(Do this): From the line that holds "TARGET = fence post" to the last line of the data, copy everything exactly; leave out all the rest.

(Dataset records):
---
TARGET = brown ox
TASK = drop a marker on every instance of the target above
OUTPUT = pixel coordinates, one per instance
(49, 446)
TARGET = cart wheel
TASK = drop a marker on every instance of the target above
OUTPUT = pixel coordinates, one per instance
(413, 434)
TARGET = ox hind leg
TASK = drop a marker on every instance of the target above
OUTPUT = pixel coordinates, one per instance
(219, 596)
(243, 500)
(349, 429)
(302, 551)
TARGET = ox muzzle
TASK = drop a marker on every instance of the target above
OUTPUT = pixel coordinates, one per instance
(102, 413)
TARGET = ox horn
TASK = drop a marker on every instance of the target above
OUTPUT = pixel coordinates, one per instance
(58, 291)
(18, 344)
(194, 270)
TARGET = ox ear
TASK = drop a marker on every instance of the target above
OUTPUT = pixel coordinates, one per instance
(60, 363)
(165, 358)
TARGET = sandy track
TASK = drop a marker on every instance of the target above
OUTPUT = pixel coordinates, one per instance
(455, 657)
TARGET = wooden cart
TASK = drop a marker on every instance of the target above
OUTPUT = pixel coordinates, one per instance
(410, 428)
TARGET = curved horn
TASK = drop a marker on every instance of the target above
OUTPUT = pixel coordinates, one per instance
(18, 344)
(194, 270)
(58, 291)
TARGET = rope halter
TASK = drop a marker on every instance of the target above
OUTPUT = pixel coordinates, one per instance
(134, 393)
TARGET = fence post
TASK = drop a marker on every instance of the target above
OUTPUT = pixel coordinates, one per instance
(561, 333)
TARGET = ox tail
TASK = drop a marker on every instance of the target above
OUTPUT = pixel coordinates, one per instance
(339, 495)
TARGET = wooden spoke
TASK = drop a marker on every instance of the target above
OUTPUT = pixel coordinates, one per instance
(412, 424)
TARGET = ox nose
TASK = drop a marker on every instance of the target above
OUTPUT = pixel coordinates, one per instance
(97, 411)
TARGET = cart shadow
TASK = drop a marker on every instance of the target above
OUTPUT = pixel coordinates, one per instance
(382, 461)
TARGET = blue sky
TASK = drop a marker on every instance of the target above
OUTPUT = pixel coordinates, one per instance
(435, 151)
---
(Final answer):
TARGET = fence post
TASK = drop a marker on every instance of the target above
OUTPUT = pixel coordinates, one per instance
(561, 333)
TARGET = ox tail
TASK = drop a marker on every instance of the target above
OUTPUT = pixel coordinates, one per instance
(339, 495)
TARGET = wooden spoke
TASK = drop a marker on every instance of the target above
OUTPUT = pixel coordinates, one per instance
(412, 424)
TARGET = ox nose
TASK = drop a marker on every instance of the target above
OUTPUT = pixel coordinates, one per instance
(97, 411)
TARGET = cart shadow
TASK = drop a marker on every instance of the target above
OUTPUT = pixel coordinates, one per instance
(382, 461)
TARGET = blue sky
TASK = drop a marker on every instance of the target above
OUTPUT = pixel coordinates, one per instance
(435, 151)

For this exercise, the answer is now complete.